>> START Text to read

- Cover.

Single by Got7
- A-side: "My Swagger"
- B-side: "Meet Me"
- Released: May 24, 2017
- Genre: J-pop
- Label: Epic Records Japan
- Composer: Akadu
- Lyricists: Yuji Shirai; Simon;

Got7 singles chronology
| "Hey Yah" (2016) | "My Swagger" (2017) |  |

Music video
- "My Swagger" on YouTube

= My Swagger =

"My Swagger" is a Japanese single by South Korean boy group Got7, released on May 24, 2017. It was number-one on the Billboard Japan Hot 100 and reached the third place on the Oricon Weekly Singles Chart. It has sold 61 305 copies in the first week according to Billboard Japan, and 35 277 copies in May 2017 according to Oricon.

It was released in three physical versions: version A, a CD+DVD version with a music video and an off-shot video; version B, another CD+DVD version with the music video and "Meet Me" recording behind-the-scenes; and version C, a CD only version.

>> END Text to read
>> START Information given

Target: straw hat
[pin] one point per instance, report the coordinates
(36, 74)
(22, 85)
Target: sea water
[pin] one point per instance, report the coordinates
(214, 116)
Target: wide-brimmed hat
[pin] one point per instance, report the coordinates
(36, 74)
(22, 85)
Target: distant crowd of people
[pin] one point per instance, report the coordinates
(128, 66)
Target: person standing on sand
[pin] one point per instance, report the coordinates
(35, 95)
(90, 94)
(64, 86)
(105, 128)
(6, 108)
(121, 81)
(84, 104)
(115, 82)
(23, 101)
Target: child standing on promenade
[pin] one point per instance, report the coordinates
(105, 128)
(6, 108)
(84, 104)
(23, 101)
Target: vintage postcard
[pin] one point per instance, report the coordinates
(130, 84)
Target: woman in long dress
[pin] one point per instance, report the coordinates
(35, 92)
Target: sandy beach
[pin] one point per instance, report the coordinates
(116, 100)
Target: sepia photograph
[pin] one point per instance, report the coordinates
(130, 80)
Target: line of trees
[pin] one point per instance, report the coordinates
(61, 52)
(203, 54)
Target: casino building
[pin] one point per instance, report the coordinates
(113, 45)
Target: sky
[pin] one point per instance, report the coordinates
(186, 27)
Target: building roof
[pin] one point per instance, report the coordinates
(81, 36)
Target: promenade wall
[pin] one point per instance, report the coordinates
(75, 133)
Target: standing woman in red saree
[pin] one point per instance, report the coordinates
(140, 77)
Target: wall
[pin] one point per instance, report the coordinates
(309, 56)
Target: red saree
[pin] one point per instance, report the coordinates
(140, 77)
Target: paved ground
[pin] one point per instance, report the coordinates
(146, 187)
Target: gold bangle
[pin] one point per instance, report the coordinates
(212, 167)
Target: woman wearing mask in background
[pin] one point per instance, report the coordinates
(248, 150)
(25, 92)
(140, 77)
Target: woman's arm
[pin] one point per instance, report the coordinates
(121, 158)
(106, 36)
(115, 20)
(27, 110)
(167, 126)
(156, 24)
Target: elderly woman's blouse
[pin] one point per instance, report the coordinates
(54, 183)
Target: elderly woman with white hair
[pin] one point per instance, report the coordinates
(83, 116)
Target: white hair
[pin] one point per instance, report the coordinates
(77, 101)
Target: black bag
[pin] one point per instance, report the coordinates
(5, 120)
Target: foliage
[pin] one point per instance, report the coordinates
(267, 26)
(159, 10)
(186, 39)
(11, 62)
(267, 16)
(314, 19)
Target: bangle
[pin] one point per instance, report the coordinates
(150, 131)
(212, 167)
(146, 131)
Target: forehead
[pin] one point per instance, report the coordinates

>> END Information given

### Task list
1) List every physical version of the single that the "My Swagger" text describes, along with what each version contains.
2) According to the "My Swagger" text, what position did the single reach on the Oricon Weekly Singles Chart?

### The results
1)
- Version A: a CD+DVD version with a music video and an off-shot video
- Version B: a CD+DVD version with the music video and "Meet Me" recording behind-the-scenes
- Version C: a CD-only version

2) Third place.